Evergreen Bookclub 4: ‘The Gift of Maybe’ by Allison Carmen

The Gift of Maybe Allison Carmen.jpg

This next iteration of The Evergreen Bookclub is focussed on the book: ‘The Gift of Maybe - Finding hope and possibility in uncertain times’ by Allison Carmen.

If it’s the first time you’ve read one of these book posts and you have no idea what this whole Evergreen Bookclub thing is about, you can read more about it here. Essentially, my aim is to pick non-fiction books (usually of the self-help/psychology variety, roughly one per month) and come up with questions and exercises, aiming to help us relate what we read to our lives.  

How did I come across ‘The Gift of Maybe’?

I actually hadn’t heard about it until I was listening to a podcast, but I bought it immediately because it felt like exactly what I needed to read. Carmen was being interviewed on the TILT parenting podcast, which is all about raising differently-wired children (how I came upon this podcast is the result of some anxiety I’ve been feeling surrounding my second son - but that I’ll be covering in a whole blog post of its own). You can listen to Carmen being interviewed on the TILT parenting podcast here.

If you want to find out more about Allison Carmen, then head to her website. She also has her own podcast, called ’10 minutes to less suffering’.

Background

The main aim of ‘The Gift of Maybe’ is to help people change their mindset about the future.

◆ ◆ ◆ ◆

_TO DO_
1. Answer these questions about the bookclub post on 'The Gift of Maybe':
(a) On which podcast was Carmen being interviewed when the writer first heard of the book?
(b) What is the name of Carmen's own podcast?
(c) According to the "Background" section, what is the main aim of the book?
2. Write the next part of the bookclub post on 'The Gift of Maybe', picking up after its last sentence.
The records come from a separate, unrelated source.

_ENTRIES PROVIDED_
◆ ◆ ◆ ◆

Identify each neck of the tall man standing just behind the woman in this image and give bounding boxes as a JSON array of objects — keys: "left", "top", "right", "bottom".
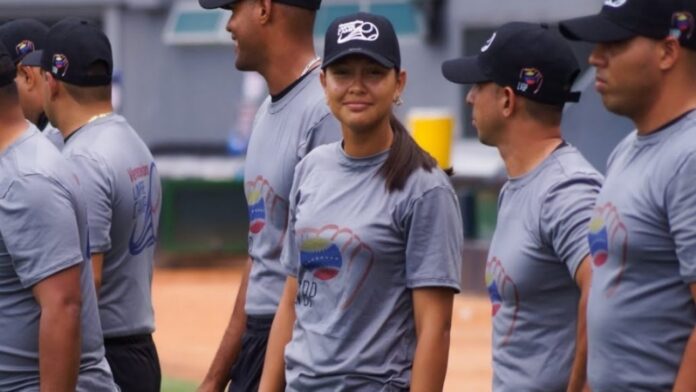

◆ ◆ ◆ ◆

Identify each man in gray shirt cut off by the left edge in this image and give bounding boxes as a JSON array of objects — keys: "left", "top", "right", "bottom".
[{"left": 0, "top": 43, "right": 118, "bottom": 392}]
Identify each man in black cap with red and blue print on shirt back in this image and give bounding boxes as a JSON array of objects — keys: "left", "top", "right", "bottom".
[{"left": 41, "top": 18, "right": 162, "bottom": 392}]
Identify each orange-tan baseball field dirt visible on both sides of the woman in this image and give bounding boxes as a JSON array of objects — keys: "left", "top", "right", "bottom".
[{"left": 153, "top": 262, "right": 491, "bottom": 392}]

◆ ◆ ◆ ◆

_EXPECTED RESPONSES_
1.
(a) The TILT parenting podcast.
(b) '10 minutes to less suffering'.
(c) To help people change their mindset about the future.

2.
Have you ever been worried about the future? About what’s going to happen next?

Have you been consumed by worse case scenarios you were convinced were going to play out?

I have - quite a lot actually, which is why I was drawn to this book. 

There is an idea/approach termed: ‘worst case scenario thinking’ (aka negative visualisation or defensive pessimism), where you visualise the worst case scenario and use that to prime and prepare you, making you feel less anxious because you know you are prepared no matter what happens.

I can see how this may work, and I have often accidentally implemented negative visualisation in my own life, but I can also see a lot of drawbacks (the main one being: I don’t like how it makes me feel). The other issue is that worst case scenario thinking, although sometimes offering a preparatory function, means spending valuable time in the present on a future that you know nothing about. An imagined future that you cannot be certain will ever happen. Even if it did end up eventuating, worst case scenario thinking means that you actually end up living the worst case scenario twice instead of once. It’s also questionable where this worst case scenario thinking actually prepares you for when (if) something actually happens, because there will be a whole host of factors at play that will mean that the future will never look exactly as you imagined it.

With all that said, let’s get stuck into the book and how the concept of ‘Maybe’ might offer us an alternative (to negative visualisation) way to approach the future.

Note: Carmen includes a number of exercises sprinkled throughout the book, which I haven’t covered here since that would kind of be plagiarism! Instead, what follows are my own questions that I thought of while reading - I encourage you to read the book for Carmen’s exercises as well.

Introduction


Carmen argues that most people are addicted to certainty - they want to feel in control and to know exactly what will happen next.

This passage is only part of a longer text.